Records from a point labeling set

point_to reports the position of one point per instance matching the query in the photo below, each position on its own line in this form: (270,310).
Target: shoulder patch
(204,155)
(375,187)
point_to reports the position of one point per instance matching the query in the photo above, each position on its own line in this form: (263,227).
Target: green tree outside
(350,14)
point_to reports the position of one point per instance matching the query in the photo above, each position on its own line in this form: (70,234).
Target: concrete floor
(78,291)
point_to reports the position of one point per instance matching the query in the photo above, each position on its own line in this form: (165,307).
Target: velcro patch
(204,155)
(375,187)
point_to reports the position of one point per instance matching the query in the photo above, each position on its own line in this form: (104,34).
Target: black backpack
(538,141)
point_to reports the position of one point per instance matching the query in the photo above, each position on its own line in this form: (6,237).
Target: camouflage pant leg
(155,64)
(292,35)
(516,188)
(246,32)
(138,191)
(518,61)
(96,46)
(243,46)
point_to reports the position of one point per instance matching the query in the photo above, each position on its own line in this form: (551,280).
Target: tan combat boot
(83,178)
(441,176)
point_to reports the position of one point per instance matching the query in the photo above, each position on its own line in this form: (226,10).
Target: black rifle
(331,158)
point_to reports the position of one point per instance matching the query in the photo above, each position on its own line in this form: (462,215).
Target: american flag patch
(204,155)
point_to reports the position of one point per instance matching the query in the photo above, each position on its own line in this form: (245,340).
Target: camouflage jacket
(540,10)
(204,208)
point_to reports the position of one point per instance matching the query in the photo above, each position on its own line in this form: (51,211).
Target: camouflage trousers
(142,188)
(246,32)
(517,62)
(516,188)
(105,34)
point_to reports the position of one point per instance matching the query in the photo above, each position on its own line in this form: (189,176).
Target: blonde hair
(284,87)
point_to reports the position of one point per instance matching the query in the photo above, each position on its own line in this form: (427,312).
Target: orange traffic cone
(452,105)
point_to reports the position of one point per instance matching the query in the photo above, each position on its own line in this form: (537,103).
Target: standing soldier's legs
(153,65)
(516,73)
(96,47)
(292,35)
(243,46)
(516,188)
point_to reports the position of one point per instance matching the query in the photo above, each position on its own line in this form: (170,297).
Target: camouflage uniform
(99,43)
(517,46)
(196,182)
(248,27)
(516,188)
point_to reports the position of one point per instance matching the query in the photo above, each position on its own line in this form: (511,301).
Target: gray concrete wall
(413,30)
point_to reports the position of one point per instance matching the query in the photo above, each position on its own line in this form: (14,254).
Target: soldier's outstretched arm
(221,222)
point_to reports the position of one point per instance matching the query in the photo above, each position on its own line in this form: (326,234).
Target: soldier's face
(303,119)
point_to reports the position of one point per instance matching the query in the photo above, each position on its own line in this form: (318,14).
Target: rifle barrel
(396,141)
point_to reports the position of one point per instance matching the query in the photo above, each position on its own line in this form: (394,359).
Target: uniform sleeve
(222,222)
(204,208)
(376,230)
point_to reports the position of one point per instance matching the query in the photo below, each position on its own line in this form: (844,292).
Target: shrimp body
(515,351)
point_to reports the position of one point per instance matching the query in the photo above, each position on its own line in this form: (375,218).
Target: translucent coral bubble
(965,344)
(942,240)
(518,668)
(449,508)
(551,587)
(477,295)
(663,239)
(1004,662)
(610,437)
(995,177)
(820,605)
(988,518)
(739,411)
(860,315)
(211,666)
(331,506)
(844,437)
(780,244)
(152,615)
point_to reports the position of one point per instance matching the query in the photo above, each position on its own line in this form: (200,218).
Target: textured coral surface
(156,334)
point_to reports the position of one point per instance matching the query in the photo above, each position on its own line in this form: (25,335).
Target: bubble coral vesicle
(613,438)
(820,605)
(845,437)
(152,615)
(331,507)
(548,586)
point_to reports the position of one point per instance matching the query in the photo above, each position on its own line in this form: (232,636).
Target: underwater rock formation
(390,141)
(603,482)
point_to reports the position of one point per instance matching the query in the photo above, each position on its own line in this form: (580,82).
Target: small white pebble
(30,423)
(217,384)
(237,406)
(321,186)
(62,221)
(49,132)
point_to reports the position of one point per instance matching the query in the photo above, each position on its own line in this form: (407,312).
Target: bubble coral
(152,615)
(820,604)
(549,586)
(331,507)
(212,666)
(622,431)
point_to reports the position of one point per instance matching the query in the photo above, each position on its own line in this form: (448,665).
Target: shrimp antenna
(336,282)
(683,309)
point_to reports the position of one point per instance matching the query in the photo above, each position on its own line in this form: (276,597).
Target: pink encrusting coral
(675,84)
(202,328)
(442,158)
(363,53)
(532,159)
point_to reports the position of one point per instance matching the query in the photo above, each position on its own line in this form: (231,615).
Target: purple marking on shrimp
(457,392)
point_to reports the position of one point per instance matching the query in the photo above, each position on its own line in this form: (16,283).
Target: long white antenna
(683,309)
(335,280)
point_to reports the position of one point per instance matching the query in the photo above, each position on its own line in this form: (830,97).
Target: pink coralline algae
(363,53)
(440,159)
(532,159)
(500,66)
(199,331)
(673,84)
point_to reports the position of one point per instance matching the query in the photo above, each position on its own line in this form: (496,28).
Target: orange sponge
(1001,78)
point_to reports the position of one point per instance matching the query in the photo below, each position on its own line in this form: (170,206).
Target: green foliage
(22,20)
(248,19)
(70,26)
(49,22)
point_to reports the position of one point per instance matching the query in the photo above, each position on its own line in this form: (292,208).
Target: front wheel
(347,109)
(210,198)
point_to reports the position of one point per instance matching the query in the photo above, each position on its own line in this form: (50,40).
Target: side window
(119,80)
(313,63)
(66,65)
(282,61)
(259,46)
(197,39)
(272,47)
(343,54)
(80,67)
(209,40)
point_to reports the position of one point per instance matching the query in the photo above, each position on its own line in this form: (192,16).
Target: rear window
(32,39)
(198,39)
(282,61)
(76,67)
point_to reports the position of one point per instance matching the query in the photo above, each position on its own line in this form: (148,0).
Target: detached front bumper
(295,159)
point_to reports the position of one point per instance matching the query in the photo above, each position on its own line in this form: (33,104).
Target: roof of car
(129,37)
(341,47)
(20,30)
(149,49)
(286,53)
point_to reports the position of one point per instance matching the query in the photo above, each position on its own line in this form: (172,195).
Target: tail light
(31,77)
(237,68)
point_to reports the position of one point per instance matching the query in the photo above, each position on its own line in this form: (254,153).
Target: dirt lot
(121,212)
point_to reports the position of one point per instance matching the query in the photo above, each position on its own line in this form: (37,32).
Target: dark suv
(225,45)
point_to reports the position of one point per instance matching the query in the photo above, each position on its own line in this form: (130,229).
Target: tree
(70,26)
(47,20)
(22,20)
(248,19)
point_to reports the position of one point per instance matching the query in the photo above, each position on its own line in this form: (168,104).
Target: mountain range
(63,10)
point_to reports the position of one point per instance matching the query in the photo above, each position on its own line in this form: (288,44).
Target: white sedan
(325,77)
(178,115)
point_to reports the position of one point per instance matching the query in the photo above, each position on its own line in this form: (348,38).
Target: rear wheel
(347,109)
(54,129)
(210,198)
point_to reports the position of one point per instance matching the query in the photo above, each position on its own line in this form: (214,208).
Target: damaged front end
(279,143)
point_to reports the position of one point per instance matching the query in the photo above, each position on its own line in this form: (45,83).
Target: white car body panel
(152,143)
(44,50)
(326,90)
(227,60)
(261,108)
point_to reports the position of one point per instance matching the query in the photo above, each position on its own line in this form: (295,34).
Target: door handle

### Your objective
Retype the data exactly as given.

### The answer
point_to reports the position of one point per instance matching the query in the photo below, each position on its own line in this form: (270,310).
Target: shoulder patch
(204,155)
(375,187)
point_to reports the position of one point per instance matching the query in the photo above, each position on its own line in this form: (263,227).
Target: green tree outside
(350,14)
point_to reports the position of one point per instance matching the query in the photo above, each position on its own line in this form: (70,234).
Target: concrete floor
(78,291)
point_to reports the position of one point per instance matching the query in the photo above, each position on its own line in this form: (165,307).
Target: velcro patch
(204,155)
(375,187)
point_to reports the position of one point per instance matching the query in the photo above, each position on its own line in this form: (104,34).
Target: black backpack
(538,141)
point_to reports the position of one point per instance matching the query in the photo above, each position on its own line in this form: (6,237).
Target: camouflage pant leg
(155,64)
(292,35)
(516,188)
(246,32)
(138,191)
(518,61)
(96,46)
(243,46)
point_to reports the position of one point per instance matching the query in the photo above, each position on its own line in this form: (551,280).
Target: tan combat boot
(83,178)
(441,176)
point_to reports the position of one point per instance matching the query in the photo above, each position on its own line in this form: (226,10).
Target: black rifle
(331,158)
point_to reports the position of one point per instance matching the query in the photo above, each position on its own line in this form: (462,215).
Target: american flag patch
(204,155)
point_to reports the position of one point per instance matching the query in the photo above, each position on its own line in this form: (245,340).
Target: camouflage jacket
(540,10)
(204,208)
point_to reports the position of one point per instance matching the query in the photo above, each position on its own line in this form: (51,211).
Target: camouflage trousers
(142,188)
(246,32)
(517,62)
(516,188)
(105,34)
point_to reports the position of one point per instance matching the query in the photo above, each position on its own line in this form: (189,176).
Target: blonde hair
(284,87)
point_to reports the position of one point per instance matching the query in the photo above, each position on its own line in this form: (427,312).
Target: orange traffic cone
(452,105)
point_to reports the position of one point per instance matching the query in the photo above, each position on its own line in this form: (537,103).
Target: standing soldier's legs
(153,65)
(516,73)
(96,47)
(292,35)
(243,46)
(516,188)
point_to reports the position of one point per instance matching the query in the photo above, each position on its own line in this form: (170,297).
Target: camouflage uniform
(99,43)
(517,46)
(196,182)
(248,27)
(516,188)
point_to reports the position of one point per instance matching the query in the photo above, each position on its own line in this form: (511,301).
Target: gray concrete wall
(413,30)
point_to reports the position of one point per instance matching the query in the photo above, each position on its own line in this form: (14,254).
Target: soldier's outstretched arm
(221,222)
point_to reports the position of one point per instance matching the query in the photo above, each position on its own line in this form: (326,234).
Target: soldier's face
(303,119)
point_to reports the position of one point per instance matching the query in the photo above, each position on its own line in this form: (318,14).
Target: rifle barrel
(396,141)
point_to reports the position of one point per instance matching the query in the photo above, each position on its own line in this form: (394,359).
Target: uniform sleeve
(222,222)
(204,208)
(376,230)
point_to reports the position of one point per instance matching the query in the photo below, each position on its own line in this form: (844,292).
Target: shrimp body
(515,351)
point_to reports the position of one point per instance matching the query in the photo above, each position on its own line in this form: (375,218).
Target: translucent coral bubble
(965,344)
(942,240)
(518,668)
(449,508)
(551,587)
(477,295)
(663,239)
(1004,662)
(610,437)
(995,177)
(820,605)
(988,518)
(739,411)
(860,315)
(211,666)
(331,506)
(844,437)
(780,244)
(152,615)
point_to reports the position of one point per instance matching the query in the photo above, each position on its own line in this form: (200,218).
Target: textured coral surface
(156,334)
point_to reports the position of one point per instance matching the query in the photo above, each position on its own line in this form: (25,335).
Target: bubble coral vesicle
(613,438)
(820,605)
(845,437)
(152,615)
(331,507)
(548,586)
point_to reports the position of one point per instance matching the query in the photo above, each position on its own line in this form: (232,636).
Target: underwater rock formation
(390,141)
(603,482)
point_to reports the position of one point per instance matching the query in the photo above, each position on its own line in this form: (580,82).
Target: small white pebble
(30,423)
(217,384)
(237,406)
(321,186)
(62,221)
(49,132)
point_to reports the position of one point per instance matching the query in the photo above, each position on its own line in this form: (407,312).
Target: bubble coral
(152,615)
(820,604)
(549,586)
(331,507)
(212,666)
(622,431)
point_to reports the position of one point per instance matching the query in the photo above, each position on its own line in this form: (448,665).
Target: shrimp antenna
(336,282)
(683,309)
point_to reports the position of one point per instance matching the query in the photo above, each position on its own line in this form: (276,597).
Target: pink encrusting coral
(675,84)
(202,328)
(442,158)
(363,53)
(532,159)
point_to reports the position of one point per instance matching the query in the photo above, each position on its own line in this form: (231,615).
Target: purple marking on shrimp
(457,392)
point_to reports the position of one point per instance matching the query in the photo above, each position on its own line in this form: (16,283).
Target: long white antenna
(683,309)
(335,280)
point_to reports the position of one point per instance matching the query in the photo above, each position on its own line in this form: (830,97).
Target: pink coralline algae
(363,53)
(440,159)
(532,159)
(500,66)
(199,331)
(673,84)
point_to reports the position of one point per instance matching the query in the photo above, each position on its own line in this form: (496,28).
Target: orange sponge
(1001,78)
point_to reports the position of one point per instance matching the query in the photo below, each position on its own line in this form: (170,206).
Target: green foliage
(22,20)
(248,19)
(70,26)
(49,22)
point_to reports the position of one point per instance matching the query in the photo above, each position on its own line in this form: (292,208).
Target: front wheel
(347,109)
(210,198)
point_to reports the position of one point per instance matching the query in the photo above, each position on its own line in this form: (50,40).
Target: side window
(119,80)
(313,63)
(66,65)
(282,61)
(259,46)
(197,39)
(272,47)
(343,54)
(80,67)
(209,40)
point_to reports the position of one point per instance matching the query in the photo above, each position on its own line in this form: (192,16).
Target: rear window
(32,39)
(198,39)
(282,61)
(76,67)
point_to reports the position of one point per instance matching the query in the photo above, each position on its own line in this form: (148,0).
Target: detached front bumper
(295,159)
point_to reports the position of one point per instance matching the query in the photo above, each position on its own line in this form: (33,104).
Target: roof of car
(129,37)
(341,47)
(20,30)
(149,49)
(286,53)
point_to reports the position of one point per instance matching the query in the photo above, each position on its own line in this form: (172,195).
Target: tail light
(31,77)
(237,68)
point_to reports the position of one point per instance matching the query in the photo above, each position on its own line in this form: (254,153).
Target: dirt lot
(121,212)
point_to reports the position of one point per instance matching the query in the photo above, each position on its own line in this form: (37,32).
Target: dark suv
(225,45)
point_to reports the position of one point per instance matching the query in the photo above, each position on its own line in this form: (130,229).
Target: tree
(70,26)
(47,20)
(22,20)
(248,19)
point_to reports the position of one point per instance matching the query in the photo above, each position on its own line in this form: (168,104).
Target: mountain range
(63,10)
point_to reports the position of one point per instance matching the query in the photo above, each position on its own line in this form: (288,44).
Target: white sedan
(325,77)
(178,115)
point_to reports the position of one point per instance matching the query in the photo above, each position on its own line in this form: (348,38).
Target: rear wheel
(347,109)
(54,129)
(210,198)
point_to reports the position of one point per instance matching the query in the photo above, each position on its own line in this form: (214,208).
Target: damaged front end
(279,143)
point_to reports the position of one point per instance matching the query in the photo above, each position on its own line in this form: (45,83).
Target: white car body panel
(152,143)
(44,50)
(326,90)
(227,60)
(261,108)
point_to reports the position of one point per instance matching the query in the photo above, each position on its own line in this form: (295,34).
Target: door handle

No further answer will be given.